*** Opening DATA SUPPLIED ***
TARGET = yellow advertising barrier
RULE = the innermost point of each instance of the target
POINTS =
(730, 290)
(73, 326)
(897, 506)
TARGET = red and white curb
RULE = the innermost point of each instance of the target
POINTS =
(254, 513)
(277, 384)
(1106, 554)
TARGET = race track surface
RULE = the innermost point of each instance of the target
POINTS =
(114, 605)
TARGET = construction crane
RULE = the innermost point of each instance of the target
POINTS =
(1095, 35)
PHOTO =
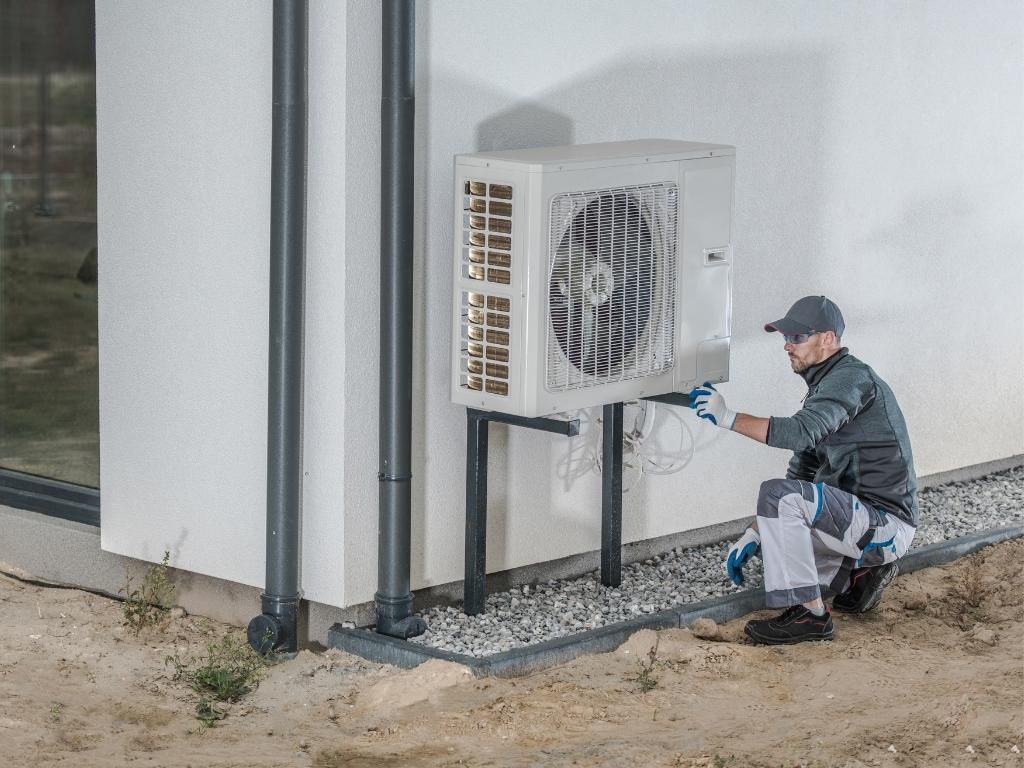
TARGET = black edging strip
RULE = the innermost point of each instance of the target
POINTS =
(65, 500)
(518, 662)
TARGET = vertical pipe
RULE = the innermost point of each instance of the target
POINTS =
(394, 598)
(611, 496)
(475, 579)
(276, 628)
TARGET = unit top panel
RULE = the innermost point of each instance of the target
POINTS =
(573, 157)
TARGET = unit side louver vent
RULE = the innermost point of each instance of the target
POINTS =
(611, 283)
(487, 232)
(486, 323)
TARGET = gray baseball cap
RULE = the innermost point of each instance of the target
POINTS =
(810, 313)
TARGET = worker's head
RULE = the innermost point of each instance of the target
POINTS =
(812, 331)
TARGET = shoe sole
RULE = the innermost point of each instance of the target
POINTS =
(785, 641)
(876, 596)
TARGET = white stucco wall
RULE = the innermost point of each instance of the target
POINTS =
(879, 161)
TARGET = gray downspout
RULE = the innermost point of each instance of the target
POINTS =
(394, 599)
(276, 628)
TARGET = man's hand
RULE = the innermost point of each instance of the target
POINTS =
(749, 544)
(710, 404)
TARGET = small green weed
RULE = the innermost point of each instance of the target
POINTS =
(645, 671)
(148, 603)
(228, 671)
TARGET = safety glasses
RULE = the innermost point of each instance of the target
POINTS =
(799, 338)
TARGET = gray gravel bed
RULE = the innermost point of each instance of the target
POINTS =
(532, 613)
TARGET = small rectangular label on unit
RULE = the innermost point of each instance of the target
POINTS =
(716, 256)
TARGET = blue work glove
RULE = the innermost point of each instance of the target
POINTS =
(710, 404)
(749, 544)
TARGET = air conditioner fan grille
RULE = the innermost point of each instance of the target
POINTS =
(611, 286)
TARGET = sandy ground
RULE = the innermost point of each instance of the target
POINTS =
(934, 677)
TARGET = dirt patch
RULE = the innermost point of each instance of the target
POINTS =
(934, 677)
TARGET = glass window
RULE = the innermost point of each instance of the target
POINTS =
(49, 421)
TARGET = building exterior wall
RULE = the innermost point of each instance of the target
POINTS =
(879, 161)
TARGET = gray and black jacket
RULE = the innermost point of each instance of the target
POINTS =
(850, 434)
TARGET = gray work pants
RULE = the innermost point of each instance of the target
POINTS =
(813, 536)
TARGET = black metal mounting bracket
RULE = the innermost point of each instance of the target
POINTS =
(476, 494)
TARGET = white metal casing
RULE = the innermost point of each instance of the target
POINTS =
(704, 178)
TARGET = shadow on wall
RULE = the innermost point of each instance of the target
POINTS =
(525, 125)
(774, 108)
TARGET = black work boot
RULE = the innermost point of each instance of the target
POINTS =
(865, 589)
(794, 626)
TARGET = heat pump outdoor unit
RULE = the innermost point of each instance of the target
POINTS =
(591, 274)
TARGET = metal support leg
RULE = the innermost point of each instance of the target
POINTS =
(611, 497)
(474, 586)
(474, 589)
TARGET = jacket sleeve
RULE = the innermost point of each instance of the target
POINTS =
(838, 398)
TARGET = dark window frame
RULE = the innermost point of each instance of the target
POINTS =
(49, 497)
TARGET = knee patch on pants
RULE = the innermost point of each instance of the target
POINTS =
(772, 493)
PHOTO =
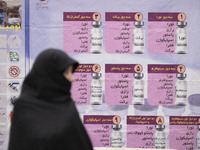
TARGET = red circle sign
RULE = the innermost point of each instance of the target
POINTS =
(14, 71)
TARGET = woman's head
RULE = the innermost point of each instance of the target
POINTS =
(51, 74)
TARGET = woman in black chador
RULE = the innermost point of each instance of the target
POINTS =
(45, 117)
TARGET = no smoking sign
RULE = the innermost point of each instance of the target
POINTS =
(14, 71)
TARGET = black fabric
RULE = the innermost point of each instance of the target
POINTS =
(44, 116)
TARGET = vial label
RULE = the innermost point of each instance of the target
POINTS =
(138, 94)
(116, 142)
(96, 94)
(181, 94)
(139, 39)
(198, 143)
(159, 142)
(181, 39)
(96, 42)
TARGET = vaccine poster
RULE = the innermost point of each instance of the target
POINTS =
(138, 82)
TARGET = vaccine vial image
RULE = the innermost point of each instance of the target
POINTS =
(116, 136)
(96, 36)
(181, 38)
(96, 89)
(198, 138)
(138, 38)
(138, 89)
(181, 89)
(159, 137)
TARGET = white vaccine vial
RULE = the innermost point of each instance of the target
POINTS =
(198, 138)
(160, 137)
(96, 89)
(138, 89)
(116, 136)
(96, 36)
(181, 38)
(138, 38)
(181, 89)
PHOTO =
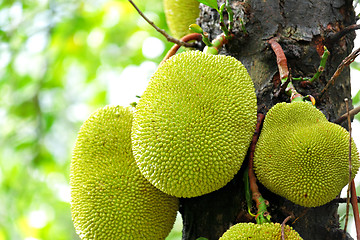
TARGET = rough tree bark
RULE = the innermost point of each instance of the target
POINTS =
(303, 28)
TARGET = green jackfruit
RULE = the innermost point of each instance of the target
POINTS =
(110, 199)
(303, 157)
(180, 14)
(266, 231)
(194, 123)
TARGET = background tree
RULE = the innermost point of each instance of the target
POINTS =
(60, 60)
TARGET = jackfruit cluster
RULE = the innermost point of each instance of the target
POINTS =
(180, 14)
(194, 123)
(303, 157)
(266, 231)
(110, 199)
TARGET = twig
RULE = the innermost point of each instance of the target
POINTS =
(162, 31)
(346, 62)
(343, 32)
(349, 186)
(283, 227)
(261, 204)
(283, 69)
(280, 58)
(352, 113)
(175, 48)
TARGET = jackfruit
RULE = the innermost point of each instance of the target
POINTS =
(194, 123)
(303, 157)
(180, 14)
(110, 199)
(265, 231)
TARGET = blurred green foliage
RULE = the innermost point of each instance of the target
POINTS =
(59, 61)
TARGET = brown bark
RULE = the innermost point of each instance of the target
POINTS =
(303, 28)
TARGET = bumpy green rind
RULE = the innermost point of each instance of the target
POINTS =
(110, 199)
(194, 123)
(266, 231)
(180, 14)
(303, 157)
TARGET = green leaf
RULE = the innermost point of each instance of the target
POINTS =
(210, 3)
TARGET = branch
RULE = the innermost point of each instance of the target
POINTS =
(163, 32)
(354, 204)
(280, 58)
(346, 62)
(175, 48)
(349, 186)
(352, 113)
(343, 32)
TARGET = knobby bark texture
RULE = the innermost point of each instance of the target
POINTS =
(303, 28)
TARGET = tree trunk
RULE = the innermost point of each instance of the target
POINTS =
(303, 28)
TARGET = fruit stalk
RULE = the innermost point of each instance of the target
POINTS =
(262, 215)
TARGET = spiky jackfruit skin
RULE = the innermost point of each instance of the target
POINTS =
(180, 14)
(110, 199)
(266, 231)
(193, 124)
(303, 157)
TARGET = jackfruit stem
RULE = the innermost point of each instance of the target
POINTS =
(226, 30)
(205, 36)
(216, 44)
(262, 215)
(350, 178)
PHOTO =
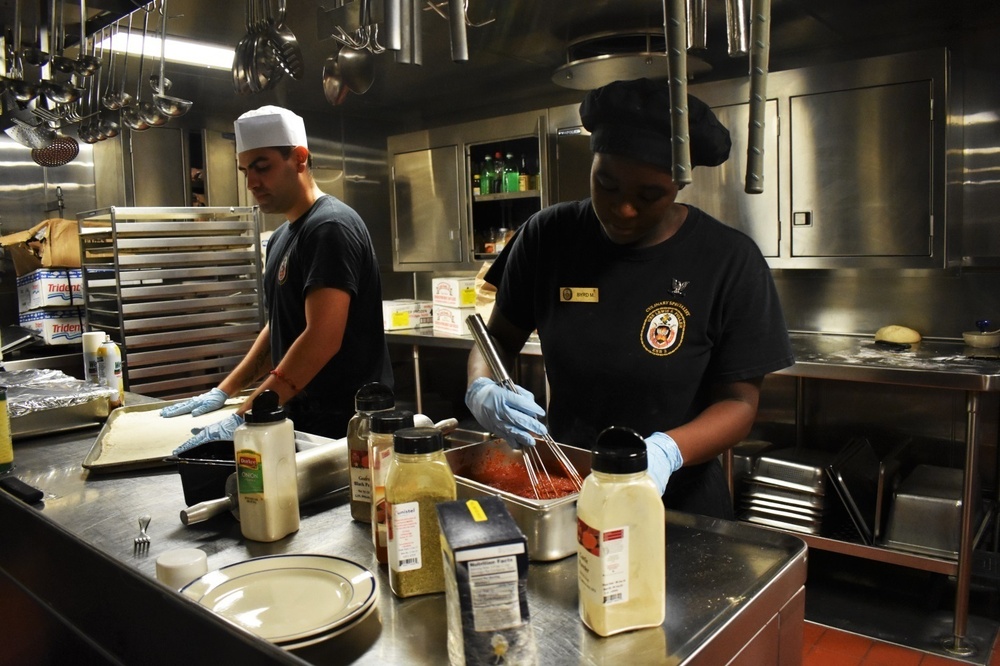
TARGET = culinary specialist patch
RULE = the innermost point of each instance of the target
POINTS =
*** Closing DATA SUPPLIED ***
» **ABOUT THIS EXERCISE**
Write all the entries again word for word, minus the pictures.

» **TASK OUTPUT**
TARGET = yellow advertising barrier
RULE = the innermost point of each instance of the target
POINTS =
(730, 290)
(73, 326)
(897, 506)
TARGET = red and white curb
RULE = the innermost point of each instance of the target
POINTS =
(254, 513)
(277, 384)
(1106, 554)
TARGET = race track surface
RULE = the innermost point of each instance of the target
POINTS =
(114, 605)
TARGET = construction crane
RULE = the innermost point of each instance of the target
POINTS =
(1095, 35)
PHOTO =
TARGET = black edging strip
RULE = the innermost point of each instance of the target
POINTS =
(65, 500)
(518, 662)
TARGET = vertical pipe
RULE = the innermost point of each instance of the target
POINTS =
(394, 598)
(611, 496)
(475, 579)
(276, 628)
TARGET = unit top panel
RULE = the innermost point of each instance of the target
POINTS =
(573, 157)
TARGET = unit side louver vent
RULE = the innermost point of each instance of the target
POINTS =
(611, 283)
(487, 232)
(486, 323)
TARGET = gray baseball cap
RULE = the innermost point of each instance of the target
POINTS =
(810, 313)
TARGET = worker's head
RULE = the innermost point of each instance of the target
POINTS =
(812, 331)
TARGET = shoe sole
RULE = the innermost point of each instance of the target
POINTS =
(785, 641)
(876, 596)
TARGET = white stucco wall
RULE = the innermost point of each instance of the target
POINTS =
(879, 161)
TARGET = gray downspout
RULE = the innermost point of each instance of the target
POINTS =
(394, 599)
(276, 628)
TARGET = man's hand
RULE = the innermost point of each instance of the target
POINTS =
(749, 544)
(710, 404)
TARGET = small green weed
RULE = the innermost point of each instance of the target
POINTS =
(645, 671)
(148, 603)
(228, 671)
TARGET = safety glasses
RULE = the innermost point of each instance of the target
POINTS =
(799, 338)
TARGET = gray gravel bed
RULE = the innermost point of each instance of the target
POINTS =
(532, 613)
TARGET = small rectangular label on unit
RULE = the innermost point of each instance of the target
POINTS =
(716, 256)
TARGET = blue work glove
RULE = the innermost point of each instance of the target
POINTS =
(710, 404)
(749, 544)
TARGET = air conditioner fan grille
RULE = the innermost point of each instance of the target
POINTS =
(611, 286)
TARGET = sandy ground
RULE = the innermost point of each instance of the target
POINTS =
(934, 677)
TARGET = dirt patch
RULE = the innermost point of each instance of the target
POINTS =
(934, 677)
TARGET = glass window
RULE = the innermost point of each instance of the target
POINTS =
(49, 421)
TARGET = building exterior wall
RULE = the innermost point of each instance of the target
POINTS =
(879, 161)
TARGET = gray and black jacket
RULE = the innermost point of each instance of the target
POINTS =
(850, 434)
TARGET = gray work pants
RULE = the innermost point of each instance of the target
POINTS =
(813, 536)
TARGET = black metal mounting bracket
RULE = the innermost point of each instance of the target
POINTS =
(476, 494)
TARGET = white metal casing
RULE = the innermost point of each instance of the target
POINTS =
(704, 178)
TARGET = shadow on wall
RULE = the innermost point of each instance of the target
POINTS =
(525, 125)
(774, 108)
TARGET = black work boot
RULE = the innermost point of each instance of the target
POINTS =
(865, 589)
(794, 626)
TARGET = heat pump outdoor unit
RULE = the innermost point of each instance of the target
POINTS =
(591, 274)
TARGET = metal support leg
RULE = the innermost point of each instance of the target
POINTS =
(611, 497)
(474, 586)
(474, 589)
TARGET = jacket sleeve
RULE = the innermost point of each instance of the target
POINTS =
(838, 398)
TARGET = dark window frame
RULE = the innermost point of each instance of the target
POINTS =
(49, 497)
TARGET = knee patch on pants
RULE = the innermost point of each instance of the target
POINTS =
(772, 493)
PHOTO =
TARGET = red circle sign
RULE = the innermost point of each instance of the target
POINTS =
(14, 71)
TARGET = woman's head
RULE = the innermost point of each instance of the target
POINTS =
(51, 74)
TARGET = woman in black chador
RULE = the innermost point of each instance of the target
POINTS =
(45, 117)
TARGET = no smoking sign
RULE = the innermost point of each instance of the target
POINTS =
(14, 71)
TARGET = black fabric
RULE = the innermost point of each instance of the target
POINTS =
(44, 116)
TARGET = vial label
RULE = the innermost point of each instance of the target
POINTS =
(138, 94)
(116, 142)
(96, 94)
(181, 94)
(139, 39)
(198, 143)
(159, 142)
(181, 39)
(96, 42)
TARGET = vaccine poster
RULE = the innermost point of each instance of the target
POINTS =
(138, 82)
TARGET = vaccine vial image
RULE = the innermost point of each instance of the target
POINTS =
(116, 136)
(96, 36)
(181, 38)
(96, 89)
(198, 138)
(138, 38)
(138, 89)
(181, 89)
(159, 137)
TARGET = white vaccine vial
RULE = the innermost point of each instance of the target
POINTS =
(198, 138)
(160, 137)
(96, 89)
(138, 89)
(116, 136)
(96, 36)
(181, 38)
(138, 38)
(181, 89)
PHOTO =
TARGET = rough tree bark
RULE = the innermost point of each instance of the target
POINTS =
(303, 28)
TARGET = green jackfruit
RULE = the innermost point of each instance of the target
POINTS =
(110, 199)
(303, 157)
(180, 14)
(266, 231)
(194, 123)
TARGET = background tree
RULE = the innermost point of each instance of the target
POINTS =
(60, 60)
TARGET = jackfruit cluster
RULE = the innermost point of each instance of the target
POINTS =
(180, 14)
(194, 123)
(303, 157)
(266, 231)
(110, 199)
TARGET = twig
RULE = the innermost point of each instance of the target
POINTS =
(162, 31)
(346, 62)
(343, 32)
(349, 186)
(283, 227)
(261, 204)
(283, 69)
(280, 58)
(352, 113)
(175, 48)
TARGET = jackfruit
RULE = the innermost point of each instance of the target
POINTS =
(194, 123)
(303, 157)
(180, 14)
(110, 199)
(265, 231)
TARGET = blurred green foliage
RULE = the innermost point of each instance of the target
POINTS =
(59, 61)
TARGET = brown bark
RULE = the innermost point of each instance of the target
POINTS =
(303, 28)
TARGET = bumpy green rind
RULE = the innermost point of each instance of the target
POINTS =
(110, 199)
(194, 123)
(266, 231)
(180, 14)
(303, 157)
TARGET = green leaf
RULE = the innermost point of each instance of the target
POINTS =
(210, 3)
TARGET = branch
RULE = the innermost point of each instance of the target
POINTS =
(163, 32)
(354, 204)
(280, 58)
(346, 62)
(175, 48)
(349, 186)
(352, 113)
(343, 32)
TARGET = knobby bark texture
RULE = the innermost point of each instance of the target
POINTS =
(303, 28)
TARGET = tree trunk
RULE = the innermost point of each instance of the target
POINTS =
(303, 28)
TARGET = fruit stalk
RULE = the innermost point of each instance of the target
POINTS =
(262, 215)
TARGET = spiky jackfruit skin
RULE = the innermost point of each instance of the target
POINTS =
(180, 14)
(110, 199)
(266, 231)
(193, 124)
(303, 157)
TARGET = jackfruit stem
RULE = the innermost point of each instance of the target
POINTS =
(226, 30)
(205, 36)
(216, 44)
(262, 215)
(350, 178)
PHOTO =
TARGET = culinary specialist patch
RULE = the innermost point of each instance of the target
POINTS =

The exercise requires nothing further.